A block of data
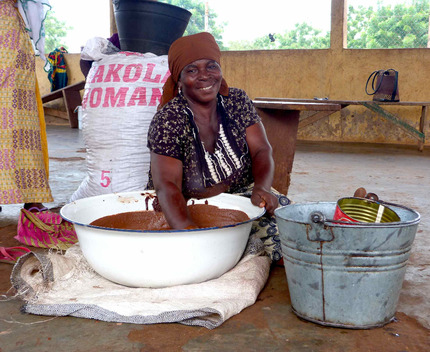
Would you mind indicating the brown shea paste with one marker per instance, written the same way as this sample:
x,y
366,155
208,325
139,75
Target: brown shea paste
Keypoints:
x,y
203,215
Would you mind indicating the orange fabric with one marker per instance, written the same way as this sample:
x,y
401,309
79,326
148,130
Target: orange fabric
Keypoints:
x,y
184,51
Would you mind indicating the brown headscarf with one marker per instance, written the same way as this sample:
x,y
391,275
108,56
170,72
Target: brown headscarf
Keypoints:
x,y
184,51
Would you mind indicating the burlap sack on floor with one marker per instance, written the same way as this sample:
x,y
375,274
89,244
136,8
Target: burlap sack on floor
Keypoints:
x,y
54,284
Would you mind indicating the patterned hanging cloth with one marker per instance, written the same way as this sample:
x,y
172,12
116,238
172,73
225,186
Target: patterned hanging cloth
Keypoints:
x,y
57,73
23,147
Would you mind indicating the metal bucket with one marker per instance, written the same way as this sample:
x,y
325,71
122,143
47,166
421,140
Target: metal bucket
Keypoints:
x,y
344,274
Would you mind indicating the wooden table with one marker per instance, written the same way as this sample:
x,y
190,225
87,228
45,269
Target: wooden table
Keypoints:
x,y
72,99
281,121
374,106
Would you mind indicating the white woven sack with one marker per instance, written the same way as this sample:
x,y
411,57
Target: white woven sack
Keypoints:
x,y
121,96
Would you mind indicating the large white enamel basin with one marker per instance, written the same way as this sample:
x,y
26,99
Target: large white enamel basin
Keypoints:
x,y
158,258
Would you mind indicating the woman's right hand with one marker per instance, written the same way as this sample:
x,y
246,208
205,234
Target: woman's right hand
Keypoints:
x,y
167,178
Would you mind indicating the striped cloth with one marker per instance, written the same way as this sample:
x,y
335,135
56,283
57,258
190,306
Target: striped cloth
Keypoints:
x,y
23,146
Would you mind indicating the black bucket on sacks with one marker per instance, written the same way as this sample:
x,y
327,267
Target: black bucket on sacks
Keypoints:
x,y
149,26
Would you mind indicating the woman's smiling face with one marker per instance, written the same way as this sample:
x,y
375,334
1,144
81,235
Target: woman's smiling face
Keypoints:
x,y
200,81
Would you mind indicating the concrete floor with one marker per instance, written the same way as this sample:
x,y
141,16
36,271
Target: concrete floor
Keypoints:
x,y
321,172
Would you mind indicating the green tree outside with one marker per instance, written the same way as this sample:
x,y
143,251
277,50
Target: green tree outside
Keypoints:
x,y
398,26
55,32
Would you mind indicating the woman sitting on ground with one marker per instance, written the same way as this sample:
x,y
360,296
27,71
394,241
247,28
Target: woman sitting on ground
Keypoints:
x,y
207,139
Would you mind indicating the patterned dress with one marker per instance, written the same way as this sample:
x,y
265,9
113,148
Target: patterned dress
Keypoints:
x,y
174,133
23,161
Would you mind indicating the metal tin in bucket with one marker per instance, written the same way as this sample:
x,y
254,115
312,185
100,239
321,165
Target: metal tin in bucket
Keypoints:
x,y
354,209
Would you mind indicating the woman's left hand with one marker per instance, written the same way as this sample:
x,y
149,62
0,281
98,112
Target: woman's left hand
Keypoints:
x,y
263,198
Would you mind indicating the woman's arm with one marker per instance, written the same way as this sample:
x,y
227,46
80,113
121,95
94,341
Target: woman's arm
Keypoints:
x,y
262,167
167,178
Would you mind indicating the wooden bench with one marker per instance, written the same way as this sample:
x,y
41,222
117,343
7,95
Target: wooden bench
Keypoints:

DIRECTIONS |
Transcribe the lines above word for word, omitting the pictures.

FULL ANSWER |
Would you mind indicating the brown shea paste with one marker per instance, written the same way as this sample:
x,y
366,155
208,325
139,75
Target: brown shea paste
Keypoints:
x,y
203,215
Would you mind indicating the orange fabric with one marker per instance, written the same way as this sample:
x,y
401,309
79,326
148,130
Target: orange fabric
Keypoints:
x,y
184,51
Would you mind indicating the brown headscarf with one marker per instance, written the same way as this sample:
x,y
391,275
108,56
170,72
Target: brown headscarf
Keypoints:
x,y
184,51
Would you mind indicating the burlap sack on floor with one marker per instance, written the same way as this sample:
x,y
375,274
89,244
136,8
Target: burlap sack on floor
Keypoints:
x,y
54,284
Would you mind indicating the patterned hanging cloth with one marker per instance, written the same way as this sample:
x,y
172,12
116,238
172,73
225,186
Target: patterned hanging cloth
Keypoints:
x,y
57,73
23,147
Would you mind indicating the metal bucket with one marker per instance, written the same way as this sample:
x,y
325,71
122,143
47,166
421,140
Target: metal bucket
Keypoints:
x,y
344,274
Would you mind indicating the wooden table with one marker per instance, written the same way as this sample:
x,y
190,225
87,228
45,269
Target: wooden table
Keypoints:
x,y
72,99
281,121
374,106
Would you mind indicating the white woven sack with one marker per instance, written the same way as this sample:
x,y
411,57
Target: white woven sack
Keypoints:
x,y
121,96
Would you mind indicating the large white enamel basin with one marker per instance, written the same way as this sample:
x,y
26,99
Target: large white enamel basin
Keypoints:
x,y
158,258
Would you mind indicating the woman's right hand with one marker per instance, written the same way as this sample:
x,y
246,208
205,234
Target: woman's right hand
Keypoints:
x,y
167,178
Would you mind indicating the striped cloth with one marker per instance, written the same way as this sample:
x,y
335,135
56,283
57,258
190,306
Target: striped cloth
Keypoints:
x,y
23,146
Would you mind indicating the black bucket on sacks with one marker per instance, written the same way as this sample:
x,y
327,267
Target: black bucket on sacks
Keypoints:
x,y
149,26
Would you mind indicating the woman's smiling face with one marker per instance, written the same way as this sample:
x,y
375,334
1,144
81,235
Target: woman's smiling face
Keypoints:
x,y
200,81
Would you mind indicating the concrete floor with one marker per instance, written the same way as this sample:
x,y
141,16
36,271
Target: concrete floor
Keypoints:
x,y
321,172
Would you mind indicating the green tree outside with one marker per instance, written the same way as this sample:
x,y
143,251
277,50
Target: green tree outside
Keypoints:
x,y
398,26
55,32
Would you mind indicating the woman sitting on ground with one marker per instance, written the same way as this sample:
x,y
360,296
27,71
394,241
247,28
Target: woman sitting on ground
Keypoints:
x,y
207,139
Would you mind indicating the patterned dress with one marker per instance, written the same way as this sample:
x,y
265,9
113,148
Target: patterned dress
Keypoints:
x,y
174,133
23,161
Would you mind indicating the metal tin in bucket with one marker per instance, written the same way as this sample:
x,y
254,115
312,185
100,239
321,165
Target: metal tin in bucket
Keypoints:
x,y
354,209
Would you mind indicating the woman's left hand with one marker per instance, written the same way as this sample:
x,y
149,62
0,281
98,112
Target: woman's left hand
Keypoints:
x,y
263,198
Would you mind indicating the woman's arm with one marker per instance, written the same way as this sample:
x,y
227,46
80,113
121,95
94,341
Target: woman's arm
Keypoints:
x,y
262,167
167,178
Would you mind indicating the wooden bench with one marker per instance, written the same way as this sample:
x,y
41,222
117,343
7,95
Target: wooden bench
Keypoints:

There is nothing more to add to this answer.